List of tasks »
[a] Answer these questions from the article on paramedic Ian Jones:
(i) In what month and year did Ian join Victoria's last group of ambulance cadets?
(ii) From which country did Ian's family move to Australia?
(iii) About how many paramedics does the Stawell branch have now?
[b] Does the article on paramedic Ian Jones support each statement below? Answer yes or no, and quote the words that decide it.
(i) Ian started his cadetship in the Geelong and District Ambulance Service.
(ii) Ian will retire in January.
(iii) Country ambulances used to have six beds in the back.

Document segment below:

- Published:
- Tuesday 28 April 2026 at 7:00 am
When Ambulance Victoria (AV) paramedic Ian Jones began his 50-year career, he didn’t even have his driver’s licence. At just 17-years-old, the ambulance cadet was thrown in the deep end, and he never looked back.
It was January 1976 when Ian joined Victoria’s last group of ambulance cadets, completing a three-year program comprised of on-the-job training, education at the Ambulance Officers Training Centre and hospital placements.
With a young Ian unable to drive, he was forced straight into the back of the ambulance, monitoring patients enroute to hospital while his supervisor drove the vehicle.
“It was very confronting. At the age of 17, I was delivering babies and attending car crashes and all sorts of other ambulance cases,” Ian said.
“I was thrown in the deep end and I saw the world through a very unfiltered lens, while other people my age were still going to school.”
Ian’s family moved to Australia from Wales when he was 15 and through two years of high school, he became interested in a career in emergency services.
Despite his young age, he committed wholeheartedly to a life in ambulance, leaving his family and friends behind in Melbourne, and finding his own transport and accommodation to start his cadetship in the Geelong and District Ambulance Service.
“I was drawn to helping people and the excitement of going to work and knowing you’d be making a difference to the community,” Ian said.
Over the years that followed, Ian completed his cadetship and landed a job as a qualified ambulance officer in Werribee. He later transferred to a number of branches across Metropolitan Melbourne and even spent a few years as an ambulance officer in Mackay, Queensland.
In the late 1990s, Ian returned to Victoria, taking up a position at the then on-call ambulance branch in Stawell, and has spent the rest of his career working in the Grampians region.
“When I arrived in Stawell, we worked as single-responders and it was quite challenging, being dispatched to cases with no back-up nearby. We’d get police or SES members to drive the ambulance if we needed to treat the patients,” Ian said.
“Then Ambulance Community Officers (ACOs) were introduced, which made a big difference, and now the branch has grown to have about 20 paramedics.”
Ian has bear witness to many changes across Victoria’s ambulance service through the decades, one of the most memorable being the introduction of trolley stretchers – revolutionising manual handling requirements for paramedics.
“The country ambulances used to have four beds in the back, and you’d load two patients ‘upstairs’ and two patients ‘downstairs’ as we called it. The manual handling was disastrous – it was so physically demanding,” Ian said.
“There would be two of us lifting the stretcher into the vehicle and then sometimes up onto a top bunk. When they introduced the drop wheel ambulance stretchers, that was just fantastic. It made the work so much easier on our bodies.”
Ian officially celebrated 50 years in Victoria’s ambulance service in January and will retire this July.
As he prepares to formally farewell his career, he said it is the camaraderie he will miss most.
“Once you put the uniform on, you become part of a fellowship of likeminded people that are all there to do the same thing – to look after your communities and make a difference,” he said.
“The people I’ve worked with have been fantastic and I’ve made lifelong friends.
“Sometimes I look back and think I’ve never really worked a day in my life because it has been such an enjoyable job. I’m very proud of my time with Ambulance Victoria.”

End of Document segment.
Excerpted data below:

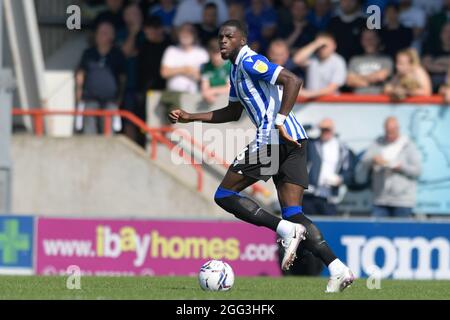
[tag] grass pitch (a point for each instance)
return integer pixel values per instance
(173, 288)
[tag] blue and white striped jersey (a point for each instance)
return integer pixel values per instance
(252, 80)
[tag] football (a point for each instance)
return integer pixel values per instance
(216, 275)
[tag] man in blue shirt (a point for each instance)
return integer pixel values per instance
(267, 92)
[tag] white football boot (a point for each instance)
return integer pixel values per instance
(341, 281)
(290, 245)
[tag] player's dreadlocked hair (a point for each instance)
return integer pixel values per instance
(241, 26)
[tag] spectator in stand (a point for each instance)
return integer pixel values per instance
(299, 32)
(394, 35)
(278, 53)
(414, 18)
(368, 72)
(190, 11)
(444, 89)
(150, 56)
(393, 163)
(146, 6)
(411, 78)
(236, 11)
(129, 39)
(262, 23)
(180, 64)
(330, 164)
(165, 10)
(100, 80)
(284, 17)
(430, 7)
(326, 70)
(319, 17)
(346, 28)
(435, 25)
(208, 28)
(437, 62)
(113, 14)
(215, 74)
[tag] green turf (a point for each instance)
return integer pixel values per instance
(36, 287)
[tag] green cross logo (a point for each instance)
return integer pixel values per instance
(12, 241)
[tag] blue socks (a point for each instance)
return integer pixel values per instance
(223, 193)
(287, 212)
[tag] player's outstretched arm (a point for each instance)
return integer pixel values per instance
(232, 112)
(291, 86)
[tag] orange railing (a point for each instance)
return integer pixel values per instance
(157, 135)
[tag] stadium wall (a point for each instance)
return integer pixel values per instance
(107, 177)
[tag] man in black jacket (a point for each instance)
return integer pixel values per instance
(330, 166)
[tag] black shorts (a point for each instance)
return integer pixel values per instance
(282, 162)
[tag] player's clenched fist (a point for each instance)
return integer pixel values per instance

End of Excerpted data.

Numbered responses »
[a]
(i) January 1976
(ii) Wales
(iii) About 20

[b]
(i) Yes: "to start his cadetship in the Geelong and District Ambulance Service"
(ii) No: "will retire this July"
(iii) No: "The country ambulances used to have four beds in the back"